Aim ▸
Output all of the records exactly as written.

Exercise materials ▸
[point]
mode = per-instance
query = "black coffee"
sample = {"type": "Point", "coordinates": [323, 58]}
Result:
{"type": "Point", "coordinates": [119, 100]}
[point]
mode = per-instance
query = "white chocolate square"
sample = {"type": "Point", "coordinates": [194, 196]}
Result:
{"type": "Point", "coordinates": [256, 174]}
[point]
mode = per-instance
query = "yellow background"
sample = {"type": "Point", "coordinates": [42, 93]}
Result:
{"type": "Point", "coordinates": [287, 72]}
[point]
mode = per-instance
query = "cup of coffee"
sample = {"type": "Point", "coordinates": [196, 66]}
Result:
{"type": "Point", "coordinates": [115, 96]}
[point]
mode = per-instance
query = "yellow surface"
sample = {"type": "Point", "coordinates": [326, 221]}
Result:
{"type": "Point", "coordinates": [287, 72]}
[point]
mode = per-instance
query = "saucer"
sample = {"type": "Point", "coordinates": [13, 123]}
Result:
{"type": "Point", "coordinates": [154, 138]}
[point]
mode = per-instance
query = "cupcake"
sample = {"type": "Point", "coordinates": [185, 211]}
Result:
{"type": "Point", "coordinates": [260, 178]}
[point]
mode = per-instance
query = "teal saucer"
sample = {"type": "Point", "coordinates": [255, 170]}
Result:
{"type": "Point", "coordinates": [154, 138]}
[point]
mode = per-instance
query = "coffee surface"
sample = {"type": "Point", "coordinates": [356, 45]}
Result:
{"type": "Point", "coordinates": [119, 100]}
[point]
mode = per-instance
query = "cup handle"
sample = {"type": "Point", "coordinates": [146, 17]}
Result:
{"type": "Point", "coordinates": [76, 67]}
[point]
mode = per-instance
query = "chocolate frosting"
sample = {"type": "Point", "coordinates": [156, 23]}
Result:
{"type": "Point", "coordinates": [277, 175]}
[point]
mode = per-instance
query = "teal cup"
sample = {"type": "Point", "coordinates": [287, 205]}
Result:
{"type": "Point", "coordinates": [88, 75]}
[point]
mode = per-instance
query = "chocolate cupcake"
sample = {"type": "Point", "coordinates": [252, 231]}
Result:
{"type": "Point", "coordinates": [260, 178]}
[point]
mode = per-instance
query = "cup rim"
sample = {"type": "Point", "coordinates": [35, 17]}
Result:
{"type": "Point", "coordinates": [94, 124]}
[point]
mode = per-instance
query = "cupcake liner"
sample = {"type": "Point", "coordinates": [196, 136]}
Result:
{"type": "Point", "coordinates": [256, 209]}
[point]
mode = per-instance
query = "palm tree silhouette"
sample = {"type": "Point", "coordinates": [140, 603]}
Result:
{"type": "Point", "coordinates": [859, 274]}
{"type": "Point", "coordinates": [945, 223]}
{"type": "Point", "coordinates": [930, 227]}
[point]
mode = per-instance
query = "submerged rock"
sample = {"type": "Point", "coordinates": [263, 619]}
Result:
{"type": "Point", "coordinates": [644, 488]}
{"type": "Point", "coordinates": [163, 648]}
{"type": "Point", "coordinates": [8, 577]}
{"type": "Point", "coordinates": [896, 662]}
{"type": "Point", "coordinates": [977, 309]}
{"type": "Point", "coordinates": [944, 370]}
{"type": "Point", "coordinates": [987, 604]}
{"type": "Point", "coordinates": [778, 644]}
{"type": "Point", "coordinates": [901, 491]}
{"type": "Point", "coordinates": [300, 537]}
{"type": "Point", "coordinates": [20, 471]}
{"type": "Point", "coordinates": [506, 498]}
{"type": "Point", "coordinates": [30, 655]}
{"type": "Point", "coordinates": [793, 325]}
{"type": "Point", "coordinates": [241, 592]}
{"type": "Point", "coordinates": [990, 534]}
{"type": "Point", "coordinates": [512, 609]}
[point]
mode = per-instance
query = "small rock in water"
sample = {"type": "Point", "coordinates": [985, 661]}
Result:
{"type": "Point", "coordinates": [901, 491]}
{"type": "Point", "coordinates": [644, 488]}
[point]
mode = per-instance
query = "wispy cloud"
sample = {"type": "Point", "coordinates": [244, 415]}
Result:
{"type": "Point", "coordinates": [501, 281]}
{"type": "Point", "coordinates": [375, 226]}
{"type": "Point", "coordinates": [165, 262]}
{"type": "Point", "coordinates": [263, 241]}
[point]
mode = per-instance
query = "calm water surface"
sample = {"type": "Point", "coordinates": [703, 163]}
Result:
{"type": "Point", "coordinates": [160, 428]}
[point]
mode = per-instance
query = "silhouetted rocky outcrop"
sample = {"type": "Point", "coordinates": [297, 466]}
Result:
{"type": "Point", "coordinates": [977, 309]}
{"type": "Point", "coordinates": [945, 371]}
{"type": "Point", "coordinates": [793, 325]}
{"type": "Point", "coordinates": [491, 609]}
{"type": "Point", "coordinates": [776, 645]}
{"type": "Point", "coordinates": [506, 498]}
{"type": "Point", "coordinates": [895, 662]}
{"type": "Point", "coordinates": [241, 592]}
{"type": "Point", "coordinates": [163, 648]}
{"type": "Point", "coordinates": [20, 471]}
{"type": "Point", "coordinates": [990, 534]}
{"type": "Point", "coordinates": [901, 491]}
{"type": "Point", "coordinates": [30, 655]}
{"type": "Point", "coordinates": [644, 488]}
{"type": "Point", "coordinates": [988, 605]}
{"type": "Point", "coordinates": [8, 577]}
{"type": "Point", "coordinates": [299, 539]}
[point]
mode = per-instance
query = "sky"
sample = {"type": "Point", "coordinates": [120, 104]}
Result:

Solved problem ▸
[point]
mode = per-instance
query = "black coffee"
sample = {"type": "Point", "coordinates": [323, 58]}
Result:
{"type": "Point", "coordinates": [119, 100]}
[point]
mode = per-instance
query = "white chocolate square"
sample = {"type": "Point", "coordinates": [194, 196]}
Result:
{"type": "Point", "coordinates": [256, 174]}
[point]
mode = per-instance
query = "yellow background"
sample = {"type": "Point", "coordinates": [42, 93]}
Result:
{"type": "Point", "coordinates": [287, 72]}
[point]
mode = per-instance
query = "cup of coffee"
sample = {"type": "Point", "coordinates": [196, 66]}
Result:
{"type": "Point", "coordinates": [115, 96]}
[point]
mode = per-instance
query = "yellow surface"
sample = {"type": "Point", "coordinates": [326, 221]}
Result:
{"type": "Point", "coordinates": [287, 72]}
[point]
mode = per-instance
query = "saucer"
sample = {"type": "Point", "coordinates": [13, 123]}
Result:
{"type": "Point", "coordinates": [154, 138]}
[point]
mode = per-instance
query = "cupcake"
sample = {"type": "Point", "coordinates": [185, 211]}
Result:
{"type": "Point", "coordinates": [260, 178]}
[point]
mode = per-instance
query = "teal saucer"
sample = {"type": "Point", "coordinates": [255, 170]}
Result:
{"type": "Point", "coordinates": [154, 138]}
[point]
mode = per-instance
query = "coffee surface"
sample = {"type": "Point", "coordinates": [356, 45]}
Result:
{"type": "Point", "coordinates": [119, 100]}
[point]
mode = per-instance
query = "cup handle"
sample = {"type": "Point", "coordinates": [146, 17]}
Result:
{"type": "Point", "coordinates": [76, 67]}
[point]
mode = per-instance
query = "chocolate frosting"
sample = {"type": "Point", "coordinates": [156, 23]}
Result:
{"type": "Point", "coordinates": [277, 175]}
[point]
mode = per-instance
query = "teal cup"
sample = {"type": "Point", "coordinates": [287, 205]}
Result:
{"type": "Point", "coordinates": [88, 75]}
[point]
mode = per-instance
query = "chocolate cupcake"
sample = {"type": "Point", "coordinates": [252, 231]}
Result:
{"type": "Point", "coordinates": [260, 178]}
[point]
mode = per-instance
query = "cup rim"
sample = {"type": "Point", "coordinates": [35, 17]}
Result:
{"type": "Point", "coordinates": [94, 124]}
[point]
mode = per-instance
query = "cupcake liner"
sample = {"type": "Point", "coordinates": [196, 136]}
Result:
{"type": "Point", "coordinates": [256, 209]}
[point]
mode = per-instance
query = "palm tree silhouette"
sample = {"type": "Point", "coordinates": [140, 603]}
Result:
{"type": "Point", "coordinates": [859, 274]}
{"type": "Point", "coordinates": [945, 223]}
{"type": "Point", "coordinates": [930, 227]}
[point]
mode = per-instance
query = "submerged rock"
sample = {"type": "Point", "coordinates": [263, 619]}
Result:
{"type": "Point", "coordinates": [644, 488]}
{"type": "Point", "coordinates": [163, 648]}
{"type": "Point", "coordinates": [8, 577]}
{"type": "Point", "coordinates": [896, 662]}
{"type": "Point", "coordinates": [977, 309]}
{"type": "Point", "coordinates": [944, 370]}
{"type": "Point", "coordinates": [987, 604]}
{"type": "Point", "coordinates": [778, 644]}
{"type": "Point", "coordinates": [901, 491]}
{"type": "Point", "coordinates": [300, 537]}
{"type": "Point", "coordinates": [20, 471]}
{"type": "Point", "coordinates": [506, 498]}
{"type": "Point", "coordinates": [30, 655]}
{"type": "Point", "coordinates": [793, 325]}
{"type": "Point", "coordinates": [241, 592]}
{"type": "Point", "coordinates": [990, 534]}
{"type": "Point", "coordinates": [512, 609]}
[point]
mode = per-instance
query = "small rock in water"
sample = {"type": "Point", "coordinates": [985, 661]}
Result:
{"type": "Point", "coordinates": [901, 491]}
{"type": "Point", "coordinates": [644, 488]}
[point]
mode = per-instance
query = "wispy cloud"
sample = {"type": "Point", "coordinates": [244, 415]}
Result:
{"type": "Point", "coordinates": [501, 281]}
{"type": "Point", "coordinates": [375, 226]}
{"type": "Point", "coordinates": [165, 262]}
{"type": "Point", "coordinates": [263, 241]}
[point]
mode = per-instance
query = "calm water surface"
sample = {"type": "Point", "coordinates": [703, 163]}
Result:
{"type": "Point", "coordinates": [160, 428]}
[point]
mode = per-instance
query = "silhouetted rocky outcrop"
sample = {"type": "Point", "coordinates": [297, 466]}
Result:
{"type": "Point", "coordinates": [977, 309]}
{"type": "Point", "coordinates": [945, 371]}
{"type": "Point", "coordinates": [793, 325]}
{"type": "Point", "coordinates": [491, 609]}
{"type": "Point", "coordinates": [776, 645]}
{"type": "Point", "coordinates": [506, 498]}
{"type": "Point", "coordinates": [895, 662]}
{"type": "Point", "coordinates": [241, 592]}
{"type": "Point", "coordinates": [163, 648]}
{"type": "Point", "coordinates": [20, 471]}
{"type": "Point", "coordinates": [990, 534]}
{"type": "Point", "coordinates": [901, 491]}
{"type": "Point", "coordinates": [30, 655]}
{"type": "Point", "coordinates": [644, 488]}
{"type": "Point", "coordinates": [988, 605]}
{"type": "Point", "coordinates": [8, 577]}
{"type": "Point", "coordinates": [299, 539]}
[point]
mode = per-instance
query = "sky"
sample = {"type": "Point", "coordinates": [120, 104]}
Result:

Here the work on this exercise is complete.